Shift every coordinate value in the answers by -145 and write out each line in full, starting with the line that contains "Target: rusted concrete surface" and going on through the end of the material.

[Labeled point records]
---+---
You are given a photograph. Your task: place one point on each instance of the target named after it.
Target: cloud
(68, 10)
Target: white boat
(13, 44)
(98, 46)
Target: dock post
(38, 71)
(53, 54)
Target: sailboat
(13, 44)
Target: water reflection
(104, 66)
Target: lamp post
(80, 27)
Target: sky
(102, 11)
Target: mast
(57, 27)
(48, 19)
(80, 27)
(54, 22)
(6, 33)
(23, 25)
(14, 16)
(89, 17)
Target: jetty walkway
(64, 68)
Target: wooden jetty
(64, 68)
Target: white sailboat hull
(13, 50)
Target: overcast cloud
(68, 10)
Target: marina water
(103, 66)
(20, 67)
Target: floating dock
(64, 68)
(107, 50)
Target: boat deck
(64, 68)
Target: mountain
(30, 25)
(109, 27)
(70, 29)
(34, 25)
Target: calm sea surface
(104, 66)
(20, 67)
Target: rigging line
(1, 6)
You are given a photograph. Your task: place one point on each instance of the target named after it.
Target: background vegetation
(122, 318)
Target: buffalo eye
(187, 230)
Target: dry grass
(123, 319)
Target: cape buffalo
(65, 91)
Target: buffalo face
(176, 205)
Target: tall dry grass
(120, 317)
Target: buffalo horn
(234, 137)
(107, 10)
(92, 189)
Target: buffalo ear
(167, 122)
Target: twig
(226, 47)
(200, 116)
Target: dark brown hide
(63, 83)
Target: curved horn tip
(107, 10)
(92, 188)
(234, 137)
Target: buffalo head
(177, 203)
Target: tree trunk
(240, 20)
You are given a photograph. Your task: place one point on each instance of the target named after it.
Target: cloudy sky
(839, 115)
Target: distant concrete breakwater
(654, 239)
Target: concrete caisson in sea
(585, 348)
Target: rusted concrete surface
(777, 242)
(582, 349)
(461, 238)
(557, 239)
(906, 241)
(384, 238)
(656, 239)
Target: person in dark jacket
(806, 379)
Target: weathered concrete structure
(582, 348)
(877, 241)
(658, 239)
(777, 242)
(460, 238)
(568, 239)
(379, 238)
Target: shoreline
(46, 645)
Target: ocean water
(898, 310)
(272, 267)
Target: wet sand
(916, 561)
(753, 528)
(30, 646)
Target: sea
---+---
## Exercise solution
Target: rusted concrete surface
(632, 97)
(437, 204)
(316, 93)
(412, 94)
(761, 96)
(239, 93)
(511, 94)
Target: person in dark jacket
(661, 234)
Target: weathered concrete structure
(437, 203)
(732, 96)
(513, 94)
(632, 97)
(315, 93)
(423, 94)
(234, 93)
Target: shoreline
(-99, 500)
Target: ocean water
(753, 165)
(127, 122)
Target: wet sand
(771, 416)
(608, 383)
(-115, 501)
Target: sea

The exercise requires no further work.